-- start DATASET RECORDS --

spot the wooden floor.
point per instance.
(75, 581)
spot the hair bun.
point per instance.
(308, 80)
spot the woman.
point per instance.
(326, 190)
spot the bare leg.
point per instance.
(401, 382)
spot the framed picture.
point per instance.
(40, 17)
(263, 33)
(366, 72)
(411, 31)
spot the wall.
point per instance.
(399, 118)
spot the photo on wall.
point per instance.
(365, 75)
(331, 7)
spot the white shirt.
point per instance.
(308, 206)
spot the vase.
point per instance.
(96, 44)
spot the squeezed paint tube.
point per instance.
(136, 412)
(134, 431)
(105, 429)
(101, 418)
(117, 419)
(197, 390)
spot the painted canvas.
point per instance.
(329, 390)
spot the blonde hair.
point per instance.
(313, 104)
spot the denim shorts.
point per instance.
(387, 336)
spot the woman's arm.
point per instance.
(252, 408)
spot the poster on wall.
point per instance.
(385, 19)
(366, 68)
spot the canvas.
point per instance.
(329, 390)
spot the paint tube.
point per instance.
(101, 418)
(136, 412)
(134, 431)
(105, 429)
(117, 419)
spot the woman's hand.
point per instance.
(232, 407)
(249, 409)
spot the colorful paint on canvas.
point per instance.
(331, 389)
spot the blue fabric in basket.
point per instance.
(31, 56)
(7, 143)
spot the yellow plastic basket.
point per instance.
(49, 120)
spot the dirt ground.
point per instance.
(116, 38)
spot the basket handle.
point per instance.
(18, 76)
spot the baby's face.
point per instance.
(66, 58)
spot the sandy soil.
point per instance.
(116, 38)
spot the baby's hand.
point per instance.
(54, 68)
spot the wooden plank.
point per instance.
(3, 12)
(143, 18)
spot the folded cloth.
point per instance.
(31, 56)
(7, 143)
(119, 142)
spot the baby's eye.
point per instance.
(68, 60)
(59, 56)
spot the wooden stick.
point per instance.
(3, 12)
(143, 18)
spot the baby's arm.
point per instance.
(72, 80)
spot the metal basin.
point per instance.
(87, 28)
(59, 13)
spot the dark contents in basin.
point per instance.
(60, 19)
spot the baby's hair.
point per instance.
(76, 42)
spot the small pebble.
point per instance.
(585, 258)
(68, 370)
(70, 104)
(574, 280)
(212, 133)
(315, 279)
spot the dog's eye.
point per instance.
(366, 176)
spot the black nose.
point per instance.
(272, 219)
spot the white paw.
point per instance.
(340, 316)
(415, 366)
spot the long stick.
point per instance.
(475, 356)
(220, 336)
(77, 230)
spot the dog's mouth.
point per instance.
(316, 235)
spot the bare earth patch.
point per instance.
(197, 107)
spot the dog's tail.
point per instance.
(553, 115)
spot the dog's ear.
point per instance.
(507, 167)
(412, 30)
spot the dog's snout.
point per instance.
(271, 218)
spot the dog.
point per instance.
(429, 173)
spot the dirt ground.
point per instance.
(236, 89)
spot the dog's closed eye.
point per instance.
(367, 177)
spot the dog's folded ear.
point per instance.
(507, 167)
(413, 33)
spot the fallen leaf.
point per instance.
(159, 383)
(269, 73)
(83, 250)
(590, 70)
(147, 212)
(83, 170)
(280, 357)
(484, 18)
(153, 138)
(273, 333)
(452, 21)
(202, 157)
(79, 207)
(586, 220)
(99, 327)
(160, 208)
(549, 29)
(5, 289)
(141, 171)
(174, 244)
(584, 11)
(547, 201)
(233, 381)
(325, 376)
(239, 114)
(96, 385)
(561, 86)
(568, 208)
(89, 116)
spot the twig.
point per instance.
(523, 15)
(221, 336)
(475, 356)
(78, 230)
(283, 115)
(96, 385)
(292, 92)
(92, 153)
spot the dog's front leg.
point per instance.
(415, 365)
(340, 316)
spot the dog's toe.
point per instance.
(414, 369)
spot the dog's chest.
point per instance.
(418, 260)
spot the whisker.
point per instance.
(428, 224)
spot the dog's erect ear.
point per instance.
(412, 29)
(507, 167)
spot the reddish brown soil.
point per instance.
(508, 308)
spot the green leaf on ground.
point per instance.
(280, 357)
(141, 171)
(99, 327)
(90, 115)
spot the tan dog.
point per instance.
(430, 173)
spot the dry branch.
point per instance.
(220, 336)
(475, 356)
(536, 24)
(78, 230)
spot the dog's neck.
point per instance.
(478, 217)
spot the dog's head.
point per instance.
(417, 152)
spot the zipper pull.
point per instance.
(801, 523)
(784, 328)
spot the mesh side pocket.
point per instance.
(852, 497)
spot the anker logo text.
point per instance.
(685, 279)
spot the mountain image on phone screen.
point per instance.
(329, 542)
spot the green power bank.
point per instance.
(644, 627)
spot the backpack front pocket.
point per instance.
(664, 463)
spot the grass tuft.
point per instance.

-- end DATASET RECORDS --

● **PROBLEM**: Add 76 to every number in the coordinates and write the lines out again, requests included, starting with the line with "spot the zipper pull." and going on through the end of the items.

● **RESULT FOR THIS EXERCISE**:
spot the zipper pull.
point per instance.
(877, 599)
(860, 404)
spot the mesh side pocket.
point per instance.
(928, 573)
spot the anker logo text.
point per instance.
(761, 355)
spot the mountain image on phone screen.
point per instance.
(405, 618)
spot the green power bank.
point per instance.
(720, 703)
spot the backpack front pocket.
point per instance.
(740, 539)
spot the grass tuft.
point per instance.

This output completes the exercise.